What you are asked to do
Carry on the forum thread about cheap coffee scales, picking up right after its final line.

Selected passage
# # #

I see someone posted these & said they're good, at only £13 (because of the colour) would these not be great?


----------



## L&R (Mar 8, 2018)

Cheap scales can do their job until the first pour-over on them.

Yesterday received Rhino Dosing Scale for test and it is pretty accurate and with bright LCD.


----------



## Skizz (Feb 10, 2020)

Lots of threads about scales so worth searching the forum. The ones you show are the same as those sold under many other brand names like 'Amir', 'Brifit' and others. I've got the Amir version (in silver) and they're accurate enough (0.1g) if a bit laggy, so you can overshoot your goal output weight a bit if not paying attention.

The benefit of these scales though, besides the price, is that they're thin in profile and so can fit under the portafilter with sufficient space left for a cup or glass. Especially important if using a machine like the Gaggia Classic with limited headroom.

What you tend to get with higher price options is faster processing of the load-cell data and therefore a quicker reaction to any change in weight on the weighing platter. Note that this isn't always the case though, and some of the pricier options can also be laggy, and not especially long lived.


----------



## Adam.f (Apr 9, 2020)

Agree with Skizz, I have the silver Brifit scale from amazon and bit of lag but nothing to put me off buying another if I had too, nice and thin to fit under the PF with a cup, weigh out my beans, grind, cup dose.


----------



## ratty (Sep 22, 2019)

I only use cheap scales too.

They are perfectly accurate but as others said, they have a bit of a lag, doesn't bother me.

I have two sets, a meatier set for pourover and general kitchen duties, and a slim set for espresso weighing on the machine.

If scales are likely to get wet you may need to look for waterproof ones that will put the price up. I've only had a couple of splashes without any drama.

Bigger scales are Eravsow with a washable top mat and also a timer that is very handy. Slim scales are Brifit with no timer. Both from Amazon I think and mine cost around £16 and £12 respectively. Both 0.1g accuracy

Both sets have been in use for last 12 months.


----------



## Kannan (Mar 28, 2020)

The only other thing I might add is that the 500g /0.01g versions might not be good if you want to weigh the portafilter handle with the coffee in it - if the portafilter handle has a combined weight of more than 500g you will go over and also (I think John from Decent was saying) that scales get less accurate towards the end of their range. Not sure you need 0.01g accuracy for coffee either.


----------



## Fez (Dec 31, 2018)

# # #

Dataset
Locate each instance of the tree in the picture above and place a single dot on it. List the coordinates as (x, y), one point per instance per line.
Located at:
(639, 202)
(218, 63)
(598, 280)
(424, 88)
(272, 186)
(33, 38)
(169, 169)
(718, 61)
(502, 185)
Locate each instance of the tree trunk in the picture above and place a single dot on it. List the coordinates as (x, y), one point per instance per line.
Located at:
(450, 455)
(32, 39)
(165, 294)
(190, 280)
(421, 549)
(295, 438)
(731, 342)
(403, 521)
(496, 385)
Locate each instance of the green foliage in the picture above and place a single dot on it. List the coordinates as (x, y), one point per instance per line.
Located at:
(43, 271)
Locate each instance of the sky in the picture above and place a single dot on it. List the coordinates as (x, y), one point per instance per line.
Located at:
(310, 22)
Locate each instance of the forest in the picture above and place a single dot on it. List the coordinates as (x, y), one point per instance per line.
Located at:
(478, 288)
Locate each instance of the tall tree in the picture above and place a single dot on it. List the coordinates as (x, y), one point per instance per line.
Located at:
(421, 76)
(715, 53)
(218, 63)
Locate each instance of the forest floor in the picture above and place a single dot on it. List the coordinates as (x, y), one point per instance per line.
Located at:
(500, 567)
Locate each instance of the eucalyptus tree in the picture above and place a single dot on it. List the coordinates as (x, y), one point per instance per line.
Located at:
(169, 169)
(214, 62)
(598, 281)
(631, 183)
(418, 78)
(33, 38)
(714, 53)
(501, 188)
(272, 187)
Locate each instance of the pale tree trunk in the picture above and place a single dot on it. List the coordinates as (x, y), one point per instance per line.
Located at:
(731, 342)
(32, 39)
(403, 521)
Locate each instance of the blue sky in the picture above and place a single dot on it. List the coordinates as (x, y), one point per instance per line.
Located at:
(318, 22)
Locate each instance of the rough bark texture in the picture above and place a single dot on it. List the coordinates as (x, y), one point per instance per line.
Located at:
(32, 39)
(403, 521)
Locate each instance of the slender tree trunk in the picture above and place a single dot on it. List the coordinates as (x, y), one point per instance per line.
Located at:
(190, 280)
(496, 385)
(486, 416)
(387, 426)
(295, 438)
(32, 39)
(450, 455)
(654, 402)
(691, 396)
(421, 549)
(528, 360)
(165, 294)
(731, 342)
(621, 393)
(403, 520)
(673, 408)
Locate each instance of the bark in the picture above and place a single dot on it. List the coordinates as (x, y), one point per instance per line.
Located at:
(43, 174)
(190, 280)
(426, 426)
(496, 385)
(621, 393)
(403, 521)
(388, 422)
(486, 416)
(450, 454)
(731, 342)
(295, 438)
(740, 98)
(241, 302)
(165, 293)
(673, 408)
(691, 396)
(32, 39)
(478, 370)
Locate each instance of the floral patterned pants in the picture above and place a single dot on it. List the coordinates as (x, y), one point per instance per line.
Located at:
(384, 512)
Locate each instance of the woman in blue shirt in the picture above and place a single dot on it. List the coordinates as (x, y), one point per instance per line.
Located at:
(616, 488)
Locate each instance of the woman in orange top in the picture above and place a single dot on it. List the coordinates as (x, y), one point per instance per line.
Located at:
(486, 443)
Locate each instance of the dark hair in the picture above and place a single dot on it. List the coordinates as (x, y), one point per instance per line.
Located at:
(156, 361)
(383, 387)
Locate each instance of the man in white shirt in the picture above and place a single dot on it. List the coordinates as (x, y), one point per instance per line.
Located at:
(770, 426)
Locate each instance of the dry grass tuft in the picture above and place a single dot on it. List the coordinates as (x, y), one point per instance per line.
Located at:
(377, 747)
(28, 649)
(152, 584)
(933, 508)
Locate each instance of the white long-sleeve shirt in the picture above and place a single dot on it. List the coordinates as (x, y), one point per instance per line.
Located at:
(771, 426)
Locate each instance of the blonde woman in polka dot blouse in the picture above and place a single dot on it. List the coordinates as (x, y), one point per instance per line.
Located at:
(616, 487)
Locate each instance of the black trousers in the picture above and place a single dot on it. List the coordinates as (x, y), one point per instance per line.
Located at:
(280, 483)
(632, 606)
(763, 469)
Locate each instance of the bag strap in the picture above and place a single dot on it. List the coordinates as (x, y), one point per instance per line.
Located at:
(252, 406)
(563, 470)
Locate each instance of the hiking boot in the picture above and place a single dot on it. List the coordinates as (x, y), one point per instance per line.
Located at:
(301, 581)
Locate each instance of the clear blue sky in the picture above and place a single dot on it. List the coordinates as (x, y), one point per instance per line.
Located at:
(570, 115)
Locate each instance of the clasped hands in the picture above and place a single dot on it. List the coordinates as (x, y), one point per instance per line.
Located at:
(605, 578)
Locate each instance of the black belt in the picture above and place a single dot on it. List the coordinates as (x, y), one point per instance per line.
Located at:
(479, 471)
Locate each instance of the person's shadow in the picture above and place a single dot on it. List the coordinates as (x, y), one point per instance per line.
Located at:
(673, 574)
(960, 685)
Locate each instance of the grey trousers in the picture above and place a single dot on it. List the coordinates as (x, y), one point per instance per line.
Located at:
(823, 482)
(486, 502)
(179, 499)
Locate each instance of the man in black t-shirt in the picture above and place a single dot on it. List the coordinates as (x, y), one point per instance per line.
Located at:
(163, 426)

# # #

Written reply
I have a brifit/amir in use for that last 18 months, they have been dropped and spilled on multiple times and other than changing the battery once they have worked flawlessly


----------



## jj-x-ray (Dec 31, 2017)

Cheapo all the way, my 10 quid amir 3kg 0.1g ones are 2 years old and still going strong despite having been regularly doused with hot water and coffee (some of which has got behind the LCD). If they failed every year and I replaced with the same, it would still take 14 years before I hit the acaia pearl price! So I think they're good value for money.

Sent from my SM-G960F using Tapatalk


----------



## Rob1 (Apr 9, 2015)

You don't need expensive scales at all. I've got cheap ones from ebay for £5 that are accurate enough and weighed espresso for about 5 years and still work. You just have to be careful not to get them wet. I bought a Brewista V1 at about £40-50 because they were waterproof and they still work fine (though it's falling apart). Now I've got Felicita Arc for measuring flow rate but they aren't a necessity at all.


----------



## TomHughes (Dec 16, 2019)

I have a cheap set of £3 Jewellery scales from ebay that read by the 0.1 perfect.

They need to be accurate in the low ranges, you can test this by putting on 5p pieces. I think they are something like 3.25g.


----------



## L&R (Mar 8, 2018)

Test them when add to 10g + 0.2/0.5/1g


----------



## Voocash (Jan 16, 2020)

I bought my scale from BB for like 19GBP. Man, never had a better scale, and it has got a timer as well.


----------



## Wisey (May 17, 2020)

Thanks a lot everyone for the comments - just searching on amazing now!


----------



## Dalerst (Jan 22, 2020)

Wisey said:


> Hi,
> 
> why do you need expensive acacia etc weighing scales?
> 
> ...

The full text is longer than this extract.